Written request> Rewrite the listing below from the line with "the sky, where" through the line with "x=139, y=42", swapping "sky" for "open sky" and keeping everything else the same.

— Start of Information provided —

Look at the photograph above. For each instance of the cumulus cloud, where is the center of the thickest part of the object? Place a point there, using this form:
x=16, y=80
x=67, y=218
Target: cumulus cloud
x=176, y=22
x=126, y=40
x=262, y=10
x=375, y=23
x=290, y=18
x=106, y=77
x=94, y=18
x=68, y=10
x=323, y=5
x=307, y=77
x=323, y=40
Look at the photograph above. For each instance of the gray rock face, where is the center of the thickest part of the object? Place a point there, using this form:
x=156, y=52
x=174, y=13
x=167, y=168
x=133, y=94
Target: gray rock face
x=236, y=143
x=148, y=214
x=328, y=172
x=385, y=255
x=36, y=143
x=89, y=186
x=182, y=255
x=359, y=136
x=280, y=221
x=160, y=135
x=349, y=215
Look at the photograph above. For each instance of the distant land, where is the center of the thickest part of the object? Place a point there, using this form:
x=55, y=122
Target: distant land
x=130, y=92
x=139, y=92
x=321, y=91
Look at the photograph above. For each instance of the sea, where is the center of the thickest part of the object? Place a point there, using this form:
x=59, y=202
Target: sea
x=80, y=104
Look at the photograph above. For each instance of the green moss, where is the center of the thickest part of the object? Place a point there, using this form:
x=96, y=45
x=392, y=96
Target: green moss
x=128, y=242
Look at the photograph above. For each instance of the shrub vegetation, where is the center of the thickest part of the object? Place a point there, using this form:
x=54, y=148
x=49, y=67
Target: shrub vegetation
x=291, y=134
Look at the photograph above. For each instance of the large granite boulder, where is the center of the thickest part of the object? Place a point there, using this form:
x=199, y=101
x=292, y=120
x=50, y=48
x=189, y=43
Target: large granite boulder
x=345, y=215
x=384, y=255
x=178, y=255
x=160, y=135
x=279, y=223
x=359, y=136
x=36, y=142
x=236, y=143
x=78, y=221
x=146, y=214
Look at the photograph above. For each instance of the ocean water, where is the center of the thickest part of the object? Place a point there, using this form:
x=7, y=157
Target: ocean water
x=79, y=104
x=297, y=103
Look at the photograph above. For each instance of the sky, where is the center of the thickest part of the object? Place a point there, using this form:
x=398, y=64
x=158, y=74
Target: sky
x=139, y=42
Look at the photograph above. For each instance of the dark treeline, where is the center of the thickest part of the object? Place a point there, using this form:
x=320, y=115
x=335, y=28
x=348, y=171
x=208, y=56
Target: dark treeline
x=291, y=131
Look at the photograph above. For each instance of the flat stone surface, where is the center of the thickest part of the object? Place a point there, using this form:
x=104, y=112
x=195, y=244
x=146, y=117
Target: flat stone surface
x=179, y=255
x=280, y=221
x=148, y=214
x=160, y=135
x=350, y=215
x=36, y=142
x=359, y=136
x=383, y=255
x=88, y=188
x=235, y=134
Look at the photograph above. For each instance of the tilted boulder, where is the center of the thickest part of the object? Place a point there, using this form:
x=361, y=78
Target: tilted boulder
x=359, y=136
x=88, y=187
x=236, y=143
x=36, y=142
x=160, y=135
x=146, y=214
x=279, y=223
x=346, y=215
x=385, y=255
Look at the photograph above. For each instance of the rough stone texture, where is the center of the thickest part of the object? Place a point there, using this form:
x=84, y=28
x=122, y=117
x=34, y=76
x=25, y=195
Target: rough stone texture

— End of Information provided —

Response to the exercise>
Look at the photograph above. For each instance of the open sky, where is the center of the thickest part of the object? Place a point there, using this form:
x=398, y=64
x=158, y=74
Target: open sky
x=139, y=42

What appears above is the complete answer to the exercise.